Your task is to copy the lines of the data below from the line holding "of the dark" through the line holding "the woman's ear.", inclusive, exactly and with nothing added.

Top of Material for this exercise

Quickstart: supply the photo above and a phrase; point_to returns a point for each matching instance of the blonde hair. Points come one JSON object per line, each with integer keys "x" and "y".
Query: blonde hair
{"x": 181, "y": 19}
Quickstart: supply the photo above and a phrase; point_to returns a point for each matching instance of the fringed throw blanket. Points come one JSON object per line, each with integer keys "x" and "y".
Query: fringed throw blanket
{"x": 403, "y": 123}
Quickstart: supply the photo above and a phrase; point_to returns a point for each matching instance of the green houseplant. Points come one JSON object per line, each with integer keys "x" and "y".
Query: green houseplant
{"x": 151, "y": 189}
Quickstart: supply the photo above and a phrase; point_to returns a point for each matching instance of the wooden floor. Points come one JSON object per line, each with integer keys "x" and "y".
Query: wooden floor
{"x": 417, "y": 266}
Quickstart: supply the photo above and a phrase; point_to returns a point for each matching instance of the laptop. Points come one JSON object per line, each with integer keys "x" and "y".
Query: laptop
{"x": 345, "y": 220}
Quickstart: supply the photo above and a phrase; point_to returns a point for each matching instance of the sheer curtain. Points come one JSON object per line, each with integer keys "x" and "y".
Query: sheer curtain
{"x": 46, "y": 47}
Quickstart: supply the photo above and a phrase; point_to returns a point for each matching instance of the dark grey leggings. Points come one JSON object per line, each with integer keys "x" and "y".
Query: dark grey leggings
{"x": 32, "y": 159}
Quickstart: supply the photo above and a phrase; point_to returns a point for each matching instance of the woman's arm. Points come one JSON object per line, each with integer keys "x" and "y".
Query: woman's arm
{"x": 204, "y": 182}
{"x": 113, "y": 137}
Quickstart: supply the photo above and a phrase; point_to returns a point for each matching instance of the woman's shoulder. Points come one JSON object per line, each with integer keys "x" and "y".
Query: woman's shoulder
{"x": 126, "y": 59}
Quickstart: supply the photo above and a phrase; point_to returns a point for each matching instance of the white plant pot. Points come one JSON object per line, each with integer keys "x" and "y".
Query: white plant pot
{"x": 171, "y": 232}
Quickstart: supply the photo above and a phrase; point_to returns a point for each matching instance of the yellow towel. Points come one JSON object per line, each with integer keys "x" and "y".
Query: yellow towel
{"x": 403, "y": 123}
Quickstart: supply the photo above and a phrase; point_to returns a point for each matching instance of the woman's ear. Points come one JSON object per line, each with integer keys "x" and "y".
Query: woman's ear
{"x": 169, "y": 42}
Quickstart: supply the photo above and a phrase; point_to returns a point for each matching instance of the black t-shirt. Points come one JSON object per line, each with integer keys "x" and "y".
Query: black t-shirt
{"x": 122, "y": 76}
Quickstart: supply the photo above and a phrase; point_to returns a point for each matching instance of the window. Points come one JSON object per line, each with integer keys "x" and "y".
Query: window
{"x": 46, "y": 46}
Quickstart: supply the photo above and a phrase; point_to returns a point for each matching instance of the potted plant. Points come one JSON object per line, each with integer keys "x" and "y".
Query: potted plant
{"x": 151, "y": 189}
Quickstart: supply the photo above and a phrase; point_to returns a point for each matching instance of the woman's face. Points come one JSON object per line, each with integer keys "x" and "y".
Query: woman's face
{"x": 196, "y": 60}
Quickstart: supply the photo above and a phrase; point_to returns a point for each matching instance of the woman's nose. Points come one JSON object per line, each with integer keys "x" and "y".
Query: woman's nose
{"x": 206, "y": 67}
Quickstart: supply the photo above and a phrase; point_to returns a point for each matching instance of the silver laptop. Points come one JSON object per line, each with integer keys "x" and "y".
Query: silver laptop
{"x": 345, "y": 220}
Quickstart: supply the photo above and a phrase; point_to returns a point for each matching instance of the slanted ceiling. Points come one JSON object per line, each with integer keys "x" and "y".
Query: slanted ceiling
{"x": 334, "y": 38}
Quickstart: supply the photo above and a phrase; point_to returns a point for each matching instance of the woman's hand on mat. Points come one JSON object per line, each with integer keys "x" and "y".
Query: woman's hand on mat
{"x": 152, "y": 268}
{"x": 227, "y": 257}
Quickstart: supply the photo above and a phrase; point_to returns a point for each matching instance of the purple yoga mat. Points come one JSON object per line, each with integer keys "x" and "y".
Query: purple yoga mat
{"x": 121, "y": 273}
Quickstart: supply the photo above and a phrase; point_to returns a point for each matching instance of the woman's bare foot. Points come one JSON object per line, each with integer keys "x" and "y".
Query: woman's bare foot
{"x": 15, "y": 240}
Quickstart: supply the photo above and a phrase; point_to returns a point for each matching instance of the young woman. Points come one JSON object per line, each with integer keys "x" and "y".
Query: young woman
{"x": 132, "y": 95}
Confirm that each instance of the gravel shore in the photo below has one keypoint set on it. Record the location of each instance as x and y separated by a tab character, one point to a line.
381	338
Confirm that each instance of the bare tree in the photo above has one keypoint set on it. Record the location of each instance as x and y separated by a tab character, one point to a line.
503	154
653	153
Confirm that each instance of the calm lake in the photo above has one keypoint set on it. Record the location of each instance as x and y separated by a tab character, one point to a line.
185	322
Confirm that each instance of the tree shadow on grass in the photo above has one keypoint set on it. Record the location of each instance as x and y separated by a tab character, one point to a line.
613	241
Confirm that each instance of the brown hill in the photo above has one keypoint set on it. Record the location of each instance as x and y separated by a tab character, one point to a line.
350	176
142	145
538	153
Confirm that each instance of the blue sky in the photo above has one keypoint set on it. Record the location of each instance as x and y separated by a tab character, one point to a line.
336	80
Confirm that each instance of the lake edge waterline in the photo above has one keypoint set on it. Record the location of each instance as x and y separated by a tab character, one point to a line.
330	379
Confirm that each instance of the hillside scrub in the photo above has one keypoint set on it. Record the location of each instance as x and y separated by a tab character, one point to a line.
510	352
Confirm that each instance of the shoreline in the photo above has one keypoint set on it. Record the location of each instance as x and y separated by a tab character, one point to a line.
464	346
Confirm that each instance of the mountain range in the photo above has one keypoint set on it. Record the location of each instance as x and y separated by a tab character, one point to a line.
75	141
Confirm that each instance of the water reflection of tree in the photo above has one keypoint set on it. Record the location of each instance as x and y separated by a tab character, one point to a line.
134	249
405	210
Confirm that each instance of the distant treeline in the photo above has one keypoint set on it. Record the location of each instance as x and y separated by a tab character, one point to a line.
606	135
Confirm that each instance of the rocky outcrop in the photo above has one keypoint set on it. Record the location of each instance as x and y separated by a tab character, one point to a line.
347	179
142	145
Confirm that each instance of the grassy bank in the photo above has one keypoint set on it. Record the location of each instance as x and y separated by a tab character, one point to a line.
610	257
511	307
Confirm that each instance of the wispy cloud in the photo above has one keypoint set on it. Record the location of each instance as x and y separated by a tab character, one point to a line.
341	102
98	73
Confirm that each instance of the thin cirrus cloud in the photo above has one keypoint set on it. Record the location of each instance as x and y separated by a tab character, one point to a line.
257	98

Bottom of Material for this exercise

▸ **Reply to the exercise**
Quickstart: supply the photo above and a phrase; point_to returns a point for each matching instance of the dark grey leggings. Points come one JSON object per line, each with integer keys "x" and "y".
Query: dark grey leggings
{"x": 32, "y": 159}
Quickstart: supply the photo above and a phrase; point_to returns a point for each matching instance of the woman's arm. Points come one JSON object per line, each with integer keys "x" and "y".
Query: woman's arm
{"x": 204, "y": 182}
{"x": 113, "y": 137}
Quickstart: supply the photo above and a phrase; point_to returns a point for each matching instance of the woman's shoulder. Points come one JSON object per line, each with integer keys "x" and "y".
Query: woman's shoulder
{"x": 126, "y": 59}
Quickstart: supply the photo above and a phrase; point_to returns a point for each matching instance of the white plant pot. Points come one JSON object per line, each with integer keys "x" and "y".
Query: white plant pot
{"x": 171, "y": 232}
Quickstart: supply the photo above and a phrase; point_to returns a point for each matching instance of the yellow towel. Points come one JSON object per line, each with integer keys "x" and "y".
Query: yellow towel
{"x": 403, "y": 123}
Quickstart: supply the photo above and a phrase; point_to returns a point for each matching instance of the woman's ear. Points come one JSON object per line, each with integer keys "x" and "y".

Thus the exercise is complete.